(Point-per-instance localization data)
┏━━
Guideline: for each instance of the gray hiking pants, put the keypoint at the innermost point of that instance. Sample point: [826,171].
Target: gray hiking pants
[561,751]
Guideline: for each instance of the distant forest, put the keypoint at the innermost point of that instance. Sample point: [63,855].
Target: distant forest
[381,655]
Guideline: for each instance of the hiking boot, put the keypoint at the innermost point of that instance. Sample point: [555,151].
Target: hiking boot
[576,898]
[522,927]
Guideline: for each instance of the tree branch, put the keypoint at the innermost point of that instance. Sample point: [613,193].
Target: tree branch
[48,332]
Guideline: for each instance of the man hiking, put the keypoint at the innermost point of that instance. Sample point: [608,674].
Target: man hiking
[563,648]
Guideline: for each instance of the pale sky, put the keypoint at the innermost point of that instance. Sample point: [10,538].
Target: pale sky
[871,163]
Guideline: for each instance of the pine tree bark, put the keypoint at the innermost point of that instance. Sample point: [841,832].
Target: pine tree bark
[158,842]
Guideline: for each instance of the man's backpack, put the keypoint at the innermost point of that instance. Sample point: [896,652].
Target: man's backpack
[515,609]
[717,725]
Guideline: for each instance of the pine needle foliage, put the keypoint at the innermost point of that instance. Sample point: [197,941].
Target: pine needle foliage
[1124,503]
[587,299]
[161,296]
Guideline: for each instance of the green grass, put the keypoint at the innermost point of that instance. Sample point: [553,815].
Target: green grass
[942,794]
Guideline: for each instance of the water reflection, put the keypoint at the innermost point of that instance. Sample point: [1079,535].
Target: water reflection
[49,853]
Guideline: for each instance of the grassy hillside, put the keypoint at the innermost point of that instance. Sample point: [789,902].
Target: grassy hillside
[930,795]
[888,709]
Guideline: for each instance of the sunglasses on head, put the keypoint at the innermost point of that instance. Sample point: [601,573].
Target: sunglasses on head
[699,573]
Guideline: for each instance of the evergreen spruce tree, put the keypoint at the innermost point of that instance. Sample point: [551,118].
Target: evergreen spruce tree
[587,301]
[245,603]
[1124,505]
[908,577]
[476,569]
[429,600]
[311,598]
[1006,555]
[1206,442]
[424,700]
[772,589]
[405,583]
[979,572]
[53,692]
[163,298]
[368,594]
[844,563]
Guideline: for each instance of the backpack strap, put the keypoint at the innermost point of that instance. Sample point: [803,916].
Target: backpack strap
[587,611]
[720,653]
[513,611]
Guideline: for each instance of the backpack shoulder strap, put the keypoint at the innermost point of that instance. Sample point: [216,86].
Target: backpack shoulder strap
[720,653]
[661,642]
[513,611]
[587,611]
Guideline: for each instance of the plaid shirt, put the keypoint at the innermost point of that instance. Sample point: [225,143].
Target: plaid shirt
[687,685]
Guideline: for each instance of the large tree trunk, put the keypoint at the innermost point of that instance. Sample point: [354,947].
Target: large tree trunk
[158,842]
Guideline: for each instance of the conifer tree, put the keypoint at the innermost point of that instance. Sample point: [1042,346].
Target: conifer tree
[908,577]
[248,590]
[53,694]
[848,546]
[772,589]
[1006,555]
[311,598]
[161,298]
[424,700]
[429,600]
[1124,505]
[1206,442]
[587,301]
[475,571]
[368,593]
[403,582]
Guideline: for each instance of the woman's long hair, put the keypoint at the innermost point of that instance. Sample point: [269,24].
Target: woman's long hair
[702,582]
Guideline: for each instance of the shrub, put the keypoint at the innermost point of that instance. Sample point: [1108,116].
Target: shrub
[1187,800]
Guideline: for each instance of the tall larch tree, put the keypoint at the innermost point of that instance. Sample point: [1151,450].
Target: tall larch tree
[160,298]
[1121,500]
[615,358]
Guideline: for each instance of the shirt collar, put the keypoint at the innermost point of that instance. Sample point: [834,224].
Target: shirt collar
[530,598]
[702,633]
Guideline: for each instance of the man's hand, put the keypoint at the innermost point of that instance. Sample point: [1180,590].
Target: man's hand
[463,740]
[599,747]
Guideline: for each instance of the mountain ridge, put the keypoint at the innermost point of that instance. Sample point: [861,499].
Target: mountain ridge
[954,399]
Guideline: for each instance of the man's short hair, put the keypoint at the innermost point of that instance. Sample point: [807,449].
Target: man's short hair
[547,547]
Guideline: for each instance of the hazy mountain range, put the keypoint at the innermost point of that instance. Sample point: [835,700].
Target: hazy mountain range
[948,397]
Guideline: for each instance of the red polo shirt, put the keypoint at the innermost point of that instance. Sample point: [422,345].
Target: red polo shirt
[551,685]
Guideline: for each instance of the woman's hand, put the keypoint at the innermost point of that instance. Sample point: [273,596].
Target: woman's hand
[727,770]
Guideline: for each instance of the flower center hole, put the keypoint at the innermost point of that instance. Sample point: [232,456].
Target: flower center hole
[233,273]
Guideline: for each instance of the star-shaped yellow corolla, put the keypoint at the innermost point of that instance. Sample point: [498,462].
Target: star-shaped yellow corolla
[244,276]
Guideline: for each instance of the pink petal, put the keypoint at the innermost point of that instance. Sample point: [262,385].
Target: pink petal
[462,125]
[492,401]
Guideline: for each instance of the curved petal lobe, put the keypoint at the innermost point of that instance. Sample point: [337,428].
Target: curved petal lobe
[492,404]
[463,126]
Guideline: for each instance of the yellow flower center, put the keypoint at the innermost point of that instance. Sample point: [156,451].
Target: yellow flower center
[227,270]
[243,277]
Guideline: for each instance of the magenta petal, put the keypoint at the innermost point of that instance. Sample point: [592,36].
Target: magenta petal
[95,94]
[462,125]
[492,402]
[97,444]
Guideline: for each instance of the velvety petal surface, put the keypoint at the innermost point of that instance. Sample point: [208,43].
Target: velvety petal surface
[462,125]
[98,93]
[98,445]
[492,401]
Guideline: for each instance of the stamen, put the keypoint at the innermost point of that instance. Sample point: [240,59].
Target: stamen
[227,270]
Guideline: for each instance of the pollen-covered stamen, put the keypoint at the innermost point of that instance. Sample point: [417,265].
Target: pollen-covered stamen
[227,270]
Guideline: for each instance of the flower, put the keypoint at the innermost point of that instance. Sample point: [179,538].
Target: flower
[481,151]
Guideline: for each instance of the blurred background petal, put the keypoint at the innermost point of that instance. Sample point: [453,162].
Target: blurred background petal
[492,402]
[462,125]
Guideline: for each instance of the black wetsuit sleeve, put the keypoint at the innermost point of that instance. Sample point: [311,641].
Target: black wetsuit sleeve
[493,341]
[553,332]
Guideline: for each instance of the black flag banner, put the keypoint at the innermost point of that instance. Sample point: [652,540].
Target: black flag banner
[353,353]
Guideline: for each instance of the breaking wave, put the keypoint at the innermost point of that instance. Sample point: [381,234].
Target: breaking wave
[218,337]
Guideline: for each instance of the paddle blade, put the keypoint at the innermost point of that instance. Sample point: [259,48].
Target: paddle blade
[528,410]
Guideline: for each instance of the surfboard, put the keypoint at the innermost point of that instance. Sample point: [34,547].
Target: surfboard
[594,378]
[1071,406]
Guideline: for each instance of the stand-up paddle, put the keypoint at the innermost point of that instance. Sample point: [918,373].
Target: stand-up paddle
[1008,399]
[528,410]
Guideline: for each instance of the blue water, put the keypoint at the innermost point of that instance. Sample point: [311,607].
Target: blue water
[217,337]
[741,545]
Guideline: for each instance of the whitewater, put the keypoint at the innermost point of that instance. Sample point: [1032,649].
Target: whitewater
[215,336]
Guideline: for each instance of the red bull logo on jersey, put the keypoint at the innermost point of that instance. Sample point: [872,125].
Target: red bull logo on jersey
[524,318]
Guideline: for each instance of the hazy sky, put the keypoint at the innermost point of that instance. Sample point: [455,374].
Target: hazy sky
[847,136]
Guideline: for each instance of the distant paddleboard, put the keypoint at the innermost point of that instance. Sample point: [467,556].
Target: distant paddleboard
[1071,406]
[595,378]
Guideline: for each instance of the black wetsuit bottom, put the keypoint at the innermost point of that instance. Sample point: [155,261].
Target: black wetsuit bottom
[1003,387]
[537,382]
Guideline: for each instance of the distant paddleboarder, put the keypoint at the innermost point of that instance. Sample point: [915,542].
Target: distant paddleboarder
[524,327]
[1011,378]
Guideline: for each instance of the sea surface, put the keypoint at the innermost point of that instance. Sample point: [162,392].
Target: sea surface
┗━━
» Problem requirements:
Having found the line with "Target: black flag banner", transcribe it and each line after it to the end of the entries, with no other lines.

» Output for this task:
Target: black flag banner
[353,353]
Guideline: for each instance of the breaking wave, put the keypoint at the innermost point of that instance. Sample point: [381,234].
Target: breaking wave
[218,337]
Guideline: for each instance of the paddle blade, put the keypoint at the innermost point of that instance. Sample point: [259,48].
Target: paddle blade
[528,410]
Guideline: for each instance of the surfboard, put the keypoint at the innermost point of that instance. Sample point: [34,547].
Target: surfboard
[594,378]
[1071,406]
Guideline: for each instance of the stand-up paddle, put the keypoint at the innermost point of that instance. Sample point: [918,373].
Target: stand-up paddle
[1008,399]
[528,410]
Guideline: for each instance of the blue water, put the keypoint at the innermost point of that instance. Sample point: [311,607].
Target: blue water
[217,337]
[741,545]
Guideline: for each instance of the whitewater, put the keypoint at the innermost point of that instance. Sample point: [1032,649].
Target: whitewater
[215,336]
Guideline: for each instance of the red bull logo on jersey, put the keypoint at the innermost point of that instance. Sample point: [872,125].
Target: red bull logo on jersey
[524,318]
Guideline: for each instance of the hazy sky, put the keypoint at the innermost point of that instance. Sample point: [455,374].
Target: hazy sky
[847,136]
Guideline: for each instance of the distant paddleboard, put the keypoint at the innermost point of that instance. Sample point: [467,556].
Target: distant paddleboard
[1071,406]
[595,378]
Guideline: for each instance of the black wetsuit bottom, put the keypoint at the innermost point of that instance. Sample point: [155,261].
Target: black wetsuit bottom
[1003,387]
[537,382]
Guideline: for each instance of the distant paddleboarder, put the keypoint at the innermost point of that instance. Sample point: [915,542].
Target: distant paddleboarder
[524,327]
[1011,378]
Guideline: for each instance of the sea surface, put the keypoint at the innermost point of that instance. Sample point: [162,392].
Target: sea surface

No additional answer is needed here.